WRITTEN REQUEST
Set out every one of the rows below as a numbered list, omitting blank lines and leaving out the pictures.

<<<<

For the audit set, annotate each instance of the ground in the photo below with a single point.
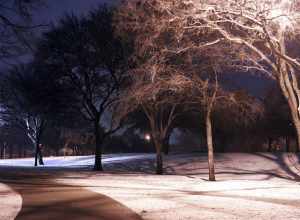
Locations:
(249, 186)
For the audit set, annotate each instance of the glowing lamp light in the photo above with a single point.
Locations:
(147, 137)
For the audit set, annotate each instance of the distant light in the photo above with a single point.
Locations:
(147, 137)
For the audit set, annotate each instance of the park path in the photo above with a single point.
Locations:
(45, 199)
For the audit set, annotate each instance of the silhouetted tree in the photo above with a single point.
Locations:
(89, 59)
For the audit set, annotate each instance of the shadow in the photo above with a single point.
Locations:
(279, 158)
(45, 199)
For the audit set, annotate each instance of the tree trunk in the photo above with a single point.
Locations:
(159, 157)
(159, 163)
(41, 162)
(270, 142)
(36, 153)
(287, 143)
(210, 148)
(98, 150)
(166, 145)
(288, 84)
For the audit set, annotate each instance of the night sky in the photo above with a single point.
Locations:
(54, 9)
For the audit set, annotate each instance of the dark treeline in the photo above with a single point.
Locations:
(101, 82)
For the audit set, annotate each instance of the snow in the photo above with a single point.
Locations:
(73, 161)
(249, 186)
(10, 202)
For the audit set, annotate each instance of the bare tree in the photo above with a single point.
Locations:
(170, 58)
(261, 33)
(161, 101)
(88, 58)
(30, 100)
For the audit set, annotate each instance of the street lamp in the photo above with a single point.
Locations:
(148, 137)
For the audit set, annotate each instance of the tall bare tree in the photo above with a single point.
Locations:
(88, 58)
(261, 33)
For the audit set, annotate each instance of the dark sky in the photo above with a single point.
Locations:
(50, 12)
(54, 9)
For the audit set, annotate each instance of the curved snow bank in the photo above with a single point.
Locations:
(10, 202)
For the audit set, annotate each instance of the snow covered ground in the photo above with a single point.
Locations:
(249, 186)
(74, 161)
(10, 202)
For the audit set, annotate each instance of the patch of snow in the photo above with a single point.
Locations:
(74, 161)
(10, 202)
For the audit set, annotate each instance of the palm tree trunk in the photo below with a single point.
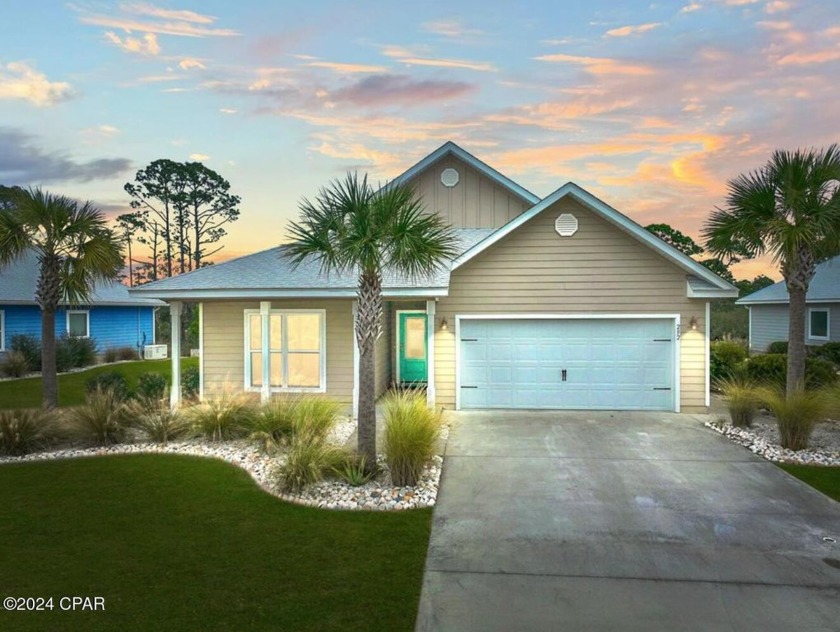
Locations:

>>>>

TASK ANSWER
1. For the audit set, annotate each instance of the ground in the photo below with a single point.
2. Locations:
3. (249, 186)
4. For the audit set, annotate each instance of the glowing lamp light in the photo above with a single point.
5. Locations:
6. (147, 137)
7. For the audit set, annotate each instance of the distant light in the photo above with a single point.
8. Locations:
9. (147, 137)
10. For the audit set, annotate each instance of the park path in the photo above with a single point.
11. Locations:
12. (45, 199)
13. For the audit set, annotate each instance of the silhouetted tree in the photo above with a single point.
14. Locations:
15. (89, 59)
16. For the audit set, annotate each instance of the shadow in the photo above with a single point.
17. Locations:
18. (279, 158)
19. (45, 199)
20. For the audit set, annotate each instance of the tree trunk in the photo above with a single point.
21. Locations:
22. (159, 157)
23. (159, 163)
24. (41, 162)
25. (270, 142)
26. (36, 153)
27. (287, 143)
28. (210, 148)
29. (98, 150)
30. (166, 145)
31. (288, 84)
32. For the audit set, annotate each instance of the night sky in the photo above with a single point.
33. Locations:
34. (54, 9)
35. For the audit set, annotate each instance of the dark treeline in the photo above with a single point.
36. Locations:
37. (101, 82)
38. For the audit set, annotate each instance of the snow in the photo above with a single point.
39. Locations:
40. (73, 161)
41. (249, 186)
42. (10, 202)
43. For the audit set, annotate each instance of the bare tree in the photo above with a single point.
44. Locations:
45. (170, 58)
46. (261, 33)
47. (161, 101)
48. (88, 58)
49. (30, 100)
50. For the audit set, annotate each instance of the street lamp in the photo above with a single point.
51. Locations:
52. (148, 137)
53. For the audit set, annotate each instance of the tall bare tree in the photo above with a single point.
54. Locations:
55. (88, 58)
56. (261, 33)
57. For the audit set, annotate each instance of the dark sky in the photo above with a single point.
58. Locations:
59. (50, 12)
60. (54, 9)
61. For the audit set, annotate each instance of the curved snow bank in the photo above with a single point.
62. Locations:
63. (10, 202)
64. For the audit set, annotate each instance of the snow covered ground in the photo above with a single point.
65. Locations:
66. (249, 186)
67. (74, 161)
68. (10, 202)
69. For the audit set, annotate each instance of the patch of snow in the photo above with a single point.
70. Locations:
71. (74, 161)
72. (10, 202)
73. For the audit set, annotate each instance of the palm tree trunk in the photo below with a single point.
74. Locations:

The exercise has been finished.